- What is expected:
Using the records below, repeat exactly the lines from the one holding "Target: tree foliage" through the one holding "Target: boy's arm", both ends included, and no others.

[Opening Provided records section]

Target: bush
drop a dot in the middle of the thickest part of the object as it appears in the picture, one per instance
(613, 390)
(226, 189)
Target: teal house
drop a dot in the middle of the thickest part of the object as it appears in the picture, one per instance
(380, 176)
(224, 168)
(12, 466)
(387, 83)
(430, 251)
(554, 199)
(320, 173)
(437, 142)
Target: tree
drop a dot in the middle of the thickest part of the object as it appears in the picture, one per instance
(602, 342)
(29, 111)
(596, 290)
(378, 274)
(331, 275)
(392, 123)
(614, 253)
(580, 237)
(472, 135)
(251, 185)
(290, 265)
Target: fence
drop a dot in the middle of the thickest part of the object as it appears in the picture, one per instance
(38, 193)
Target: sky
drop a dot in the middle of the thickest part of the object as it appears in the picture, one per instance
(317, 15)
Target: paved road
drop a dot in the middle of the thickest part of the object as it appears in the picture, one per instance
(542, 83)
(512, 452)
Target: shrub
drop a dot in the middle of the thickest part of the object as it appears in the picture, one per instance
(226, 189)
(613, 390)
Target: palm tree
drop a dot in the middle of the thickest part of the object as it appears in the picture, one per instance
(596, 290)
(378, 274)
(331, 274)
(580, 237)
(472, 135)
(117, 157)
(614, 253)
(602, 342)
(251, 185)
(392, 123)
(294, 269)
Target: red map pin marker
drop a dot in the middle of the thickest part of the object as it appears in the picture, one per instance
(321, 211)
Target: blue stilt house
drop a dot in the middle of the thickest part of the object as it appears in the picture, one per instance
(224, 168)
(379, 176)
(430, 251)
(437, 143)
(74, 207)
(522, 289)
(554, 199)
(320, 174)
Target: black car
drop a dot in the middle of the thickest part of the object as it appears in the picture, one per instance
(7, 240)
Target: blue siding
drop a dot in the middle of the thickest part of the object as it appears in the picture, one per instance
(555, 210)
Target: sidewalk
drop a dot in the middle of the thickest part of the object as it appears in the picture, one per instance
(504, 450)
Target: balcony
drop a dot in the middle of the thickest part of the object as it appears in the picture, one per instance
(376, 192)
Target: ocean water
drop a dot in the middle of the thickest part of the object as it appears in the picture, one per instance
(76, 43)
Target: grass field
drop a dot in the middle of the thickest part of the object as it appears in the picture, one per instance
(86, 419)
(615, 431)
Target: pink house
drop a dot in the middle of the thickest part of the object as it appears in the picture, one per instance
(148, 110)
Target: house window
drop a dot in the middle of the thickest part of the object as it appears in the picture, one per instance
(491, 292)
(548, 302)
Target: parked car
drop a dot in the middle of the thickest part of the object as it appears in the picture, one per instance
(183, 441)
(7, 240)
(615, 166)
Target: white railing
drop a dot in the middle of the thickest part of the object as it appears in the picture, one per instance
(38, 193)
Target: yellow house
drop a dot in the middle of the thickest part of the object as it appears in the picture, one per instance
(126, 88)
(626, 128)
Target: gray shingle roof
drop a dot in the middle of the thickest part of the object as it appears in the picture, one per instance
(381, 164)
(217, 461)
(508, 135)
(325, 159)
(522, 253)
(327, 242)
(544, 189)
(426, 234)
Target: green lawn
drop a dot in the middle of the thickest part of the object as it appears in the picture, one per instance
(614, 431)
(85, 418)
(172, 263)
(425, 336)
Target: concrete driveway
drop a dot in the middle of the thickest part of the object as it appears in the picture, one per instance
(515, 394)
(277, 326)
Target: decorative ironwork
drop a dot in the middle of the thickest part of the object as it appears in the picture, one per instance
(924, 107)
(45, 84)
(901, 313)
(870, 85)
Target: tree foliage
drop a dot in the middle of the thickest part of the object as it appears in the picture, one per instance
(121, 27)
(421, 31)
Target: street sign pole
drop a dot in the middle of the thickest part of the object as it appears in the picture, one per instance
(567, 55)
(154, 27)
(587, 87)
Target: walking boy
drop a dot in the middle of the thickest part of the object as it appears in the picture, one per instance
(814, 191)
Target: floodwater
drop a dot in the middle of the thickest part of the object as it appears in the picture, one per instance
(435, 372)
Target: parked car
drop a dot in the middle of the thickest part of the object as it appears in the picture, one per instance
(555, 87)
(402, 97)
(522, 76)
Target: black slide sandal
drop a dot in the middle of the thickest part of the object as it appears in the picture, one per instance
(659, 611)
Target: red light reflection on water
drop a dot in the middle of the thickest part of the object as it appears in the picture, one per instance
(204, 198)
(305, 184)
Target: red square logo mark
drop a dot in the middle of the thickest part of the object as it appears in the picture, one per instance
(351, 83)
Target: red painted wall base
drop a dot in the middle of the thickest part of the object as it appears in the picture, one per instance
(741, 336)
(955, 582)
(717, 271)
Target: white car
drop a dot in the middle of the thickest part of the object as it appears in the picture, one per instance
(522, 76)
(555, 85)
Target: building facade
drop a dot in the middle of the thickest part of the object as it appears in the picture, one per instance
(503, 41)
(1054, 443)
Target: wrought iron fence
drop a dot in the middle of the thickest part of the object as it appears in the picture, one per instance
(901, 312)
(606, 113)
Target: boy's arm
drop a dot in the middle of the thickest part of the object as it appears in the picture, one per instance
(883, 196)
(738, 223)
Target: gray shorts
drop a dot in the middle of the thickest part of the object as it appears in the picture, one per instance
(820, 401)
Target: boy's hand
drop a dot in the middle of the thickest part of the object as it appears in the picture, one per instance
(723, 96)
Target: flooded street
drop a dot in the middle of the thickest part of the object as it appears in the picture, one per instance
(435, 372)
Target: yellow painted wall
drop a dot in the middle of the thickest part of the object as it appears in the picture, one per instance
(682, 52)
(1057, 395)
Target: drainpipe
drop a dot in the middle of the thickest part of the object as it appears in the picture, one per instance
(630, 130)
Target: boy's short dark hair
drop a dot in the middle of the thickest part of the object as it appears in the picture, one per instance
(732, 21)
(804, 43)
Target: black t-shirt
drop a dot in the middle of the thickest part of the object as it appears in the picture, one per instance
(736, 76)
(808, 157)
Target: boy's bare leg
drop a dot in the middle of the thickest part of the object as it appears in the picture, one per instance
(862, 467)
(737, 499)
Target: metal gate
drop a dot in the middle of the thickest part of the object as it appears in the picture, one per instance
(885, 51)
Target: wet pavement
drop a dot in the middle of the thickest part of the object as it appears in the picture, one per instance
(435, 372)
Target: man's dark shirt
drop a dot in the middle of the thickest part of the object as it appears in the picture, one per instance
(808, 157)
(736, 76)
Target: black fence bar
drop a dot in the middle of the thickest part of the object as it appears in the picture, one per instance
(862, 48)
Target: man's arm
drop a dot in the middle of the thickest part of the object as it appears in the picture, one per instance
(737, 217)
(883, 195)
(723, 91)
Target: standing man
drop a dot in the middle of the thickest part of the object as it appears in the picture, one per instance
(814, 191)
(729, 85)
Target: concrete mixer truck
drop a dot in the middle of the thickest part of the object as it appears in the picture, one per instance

[Closing Provided records section]

- Reply:
Target: tree foliage
drop a dot in the middle of the thickest part of the object as it appears in the picture, one per instance
(121, 27)
(421, 31)
Target: street sign pole
drop a dot in the middle of the thickest part of the object as it appears in the picture, one per instance
(567, 55)
(154, 27)
(587, 87)
Target: walking boy
drop a dot in the middle of the thickest part of the object as it appears in the picture, one per instance
(814, 191)
Target: floodwater
drop a dot in the middle of the thickest part of the object as it appears in the picture, one per instance
(435, 372)
Target: parked car
drop a dot in the middle of the thickest part of the object as it appears in the picture, one per instance
(555, 87)
(402, 97)
(522, 76)
Target: black slide sandal
drop a dot in the middle of the thickest part of the object as it appears in the picture, one per instance
(659, 611)
Target: red light reflection on water
drop a dot in the middle of the thickest part of the object as it appears in the picture, one per instance
(204, 198)
(305, 184)
Target: red square logo mark
drop a dot in the middle of the thickest part of the object as it appears in the picture, one per instance
(351, 83)
Target: red painted wall base
drop a dot in the middle of the thickest part of the object as it appears in the picture, one per instance
(741, 336)
(955, 582)
(717, 271)
Target: white car
drop a dot in the middle of the thickest part of the object as it appears in the picture, one per instance
(522, 76)
(555, 85)
Target: building facade
drop a dot in the middle of the thickest part of the object as it appears in the picture, one per instance
(503, 41)
(1054, 443)
Target: wrought iron fence
drop a dot in the middle of the thickest part of the object as it appears in the picture, one per instance
(901, 312)
(606, 113)
Target: boy's arm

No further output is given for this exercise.